■ TO DO
A. The abstract on alcohol and bone marrow stem cells states an objective. List each thing whose response to alcohol that objective sets out to determine.
B. Reproduce word for word the stretch of the alcohol abstract from "Inhibitory effect of" through "differentiation in vitro.".

*** EXCERPT Section Begins ***

COMPARATIVE STUDY
JOURNAL ARTICLE

Inhibitory effect of alcohol on osteogenic differentiation in human bone marrow-derived mesenchymal stem cells

Zhaodi Gong, Frederick H Wezeman
Alcoholism, Clinical and Experimental Research 2004, 28 (3): 468-79
15084905

BACKGROUND: Alcohol-induced osteoporosis is characterized by a considerable suppression of osteogenesis. The objective of this investigation was to determine the effect of alcohol on gene expression, protein synthesis, and mineralization in human bone marrow-derived mesenchymal stem cells induced toward osteogenic differentiation in vitro.

METHODS: Human bone marrow-derived mesenchymal stem cells induced toward osteogenesis were cultured in the presence or absence of 50 mM alcohol. Stem cells were characterized by using SH2 antibody to the cell-surface antigen CD105/endoglin, and their proliferation in the presence of alcohol was quantified. The expression of genes for early, middle, and late markers of the osteogenic lineage was quantified by Northern analysis, and bone matrix protein synthesis was assayed. The effect of alcohol on cell-mediated matrix mineralization in terminally differentiated cultures was determined by von Kossa staining.

*** EXCERPT Section Ends ***
*** DATA FOR ANALYSIS Section Begins ***

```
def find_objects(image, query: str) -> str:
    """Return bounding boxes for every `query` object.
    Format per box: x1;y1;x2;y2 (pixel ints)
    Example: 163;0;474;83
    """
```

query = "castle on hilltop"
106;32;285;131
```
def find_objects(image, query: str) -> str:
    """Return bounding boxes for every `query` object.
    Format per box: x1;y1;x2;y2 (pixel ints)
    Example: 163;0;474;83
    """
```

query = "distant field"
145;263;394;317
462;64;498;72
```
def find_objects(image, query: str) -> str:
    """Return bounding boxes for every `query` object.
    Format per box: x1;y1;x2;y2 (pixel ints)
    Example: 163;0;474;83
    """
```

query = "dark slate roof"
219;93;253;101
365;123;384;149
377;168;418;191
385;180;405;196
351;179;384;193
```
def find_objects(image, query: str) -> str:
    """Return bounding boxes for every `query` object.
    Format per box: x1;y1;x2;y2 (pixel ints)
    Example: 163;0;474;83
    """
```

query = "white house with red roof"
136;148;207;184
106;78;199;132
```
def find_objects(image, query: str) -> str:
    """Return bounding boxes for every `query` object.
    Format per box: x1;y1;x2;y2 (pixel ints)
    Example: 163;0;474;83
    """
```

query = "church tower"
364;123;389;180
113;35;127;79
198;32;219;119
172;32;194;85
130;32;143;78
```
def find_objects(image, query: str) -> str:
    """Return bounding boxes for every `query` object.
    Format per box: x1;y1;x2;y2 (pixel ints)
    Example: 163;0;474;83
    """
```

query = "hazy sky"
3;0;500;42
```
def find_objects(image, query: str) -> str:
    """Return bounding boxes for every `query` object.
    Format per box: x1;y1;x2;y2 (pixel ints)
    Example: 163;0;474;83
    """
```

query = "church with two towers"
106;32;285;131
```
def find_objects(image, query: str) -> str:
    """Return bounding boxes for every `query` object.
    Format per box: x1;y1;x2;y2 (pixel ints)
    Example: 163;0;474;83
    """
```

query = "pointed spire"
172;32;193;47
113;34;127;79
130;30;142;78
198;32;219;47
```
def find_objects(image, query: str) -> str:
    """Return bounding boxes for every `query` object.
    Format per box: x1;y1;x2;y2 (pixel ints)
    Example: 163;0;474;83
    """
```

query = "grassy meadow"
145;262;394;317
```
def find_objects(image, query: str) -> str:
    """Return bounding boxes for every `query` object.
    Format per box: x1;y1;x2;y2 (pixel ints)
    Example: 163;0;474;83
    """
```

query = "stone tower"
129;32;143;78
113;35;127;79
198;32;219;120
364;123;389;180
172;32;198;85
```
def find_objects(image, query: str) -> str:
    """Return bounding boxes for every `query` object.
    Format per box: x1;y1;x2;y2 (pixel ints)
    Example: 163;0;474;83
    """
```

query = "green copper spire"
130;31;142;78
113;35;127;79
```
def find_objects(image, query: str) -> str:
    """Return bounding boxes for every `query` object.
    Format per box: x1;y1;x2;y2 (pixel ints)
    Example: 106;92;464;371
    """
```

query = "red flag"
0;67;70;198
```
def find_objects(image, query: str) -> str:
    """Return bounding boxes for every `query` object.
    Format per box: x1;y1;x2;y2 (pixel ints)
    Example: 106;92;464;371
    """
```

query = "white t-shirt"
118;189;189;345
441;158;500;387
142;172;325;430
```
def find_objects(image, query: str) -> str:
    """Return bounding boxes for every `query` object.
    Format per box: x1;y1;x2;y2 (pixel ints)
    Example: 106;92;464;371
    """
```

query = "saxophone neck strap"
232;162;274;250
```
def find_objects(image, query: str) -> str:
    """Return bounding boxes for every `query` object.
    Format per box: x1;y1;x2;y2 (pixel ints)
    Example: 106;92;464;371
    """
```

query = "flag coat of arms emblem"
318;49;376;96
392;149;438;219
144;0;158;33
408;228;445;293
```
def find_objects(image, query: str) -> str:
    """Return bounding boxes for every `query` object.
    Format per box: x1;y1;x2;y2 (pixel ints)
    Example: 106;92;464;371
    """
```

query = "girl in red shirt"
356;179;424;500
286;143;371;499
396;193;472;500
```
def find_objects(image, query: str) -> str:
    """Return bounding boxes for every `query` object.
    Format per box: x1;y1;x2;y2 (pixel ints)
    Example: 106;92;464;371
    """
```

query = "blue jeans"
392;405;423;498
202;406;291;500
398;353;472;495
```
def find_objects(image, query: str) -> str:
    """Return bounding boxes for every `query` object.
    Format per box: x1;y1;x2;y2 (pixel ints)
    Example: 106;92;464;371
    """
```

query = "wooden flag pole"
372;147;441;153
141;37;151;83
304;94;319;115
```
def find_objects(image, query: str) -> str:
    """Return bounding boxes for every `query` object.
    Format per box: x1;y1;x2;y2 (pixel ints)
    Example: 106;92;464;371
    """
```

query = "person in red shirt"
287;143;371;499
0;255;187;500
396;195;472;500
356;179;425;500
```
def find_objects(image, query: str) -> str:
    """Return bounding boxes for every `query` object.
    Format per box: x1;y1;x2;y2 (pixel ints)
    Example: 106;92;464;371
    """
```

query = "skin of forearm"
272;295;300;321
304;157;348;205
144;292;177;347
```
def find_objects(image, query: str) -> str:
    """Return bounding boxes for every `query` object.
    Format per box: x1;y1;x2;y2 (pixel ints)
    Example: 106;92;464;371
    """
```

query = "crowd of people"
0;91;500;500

*** DATA FOR ANALYSIS Section Ends ***

■ EXPECTED RESPONSES
A.
- gene expression
- protein synthesis
- mineralization

B.
Inhibitory effect of alcohol on osteogenic differentiation in human bone marrow-derived mesenchymal stem cells

Zhaodi Gong, Frederick H Wezeman
Alcoholism, Clinical and Experimental Research 2004, 28 (3): 468-79
15084905

BACKGROUND: Alcohol-induced osteoporosis is characterized by a considerable suppression of osteogenesis. The objective of this investigation was to determine the effect of alcohol on gene expression, protein synthesis, and mineralization in human bone marrow-derived mesenchymal stem cells induced toward osteogenic differentiation in vitro.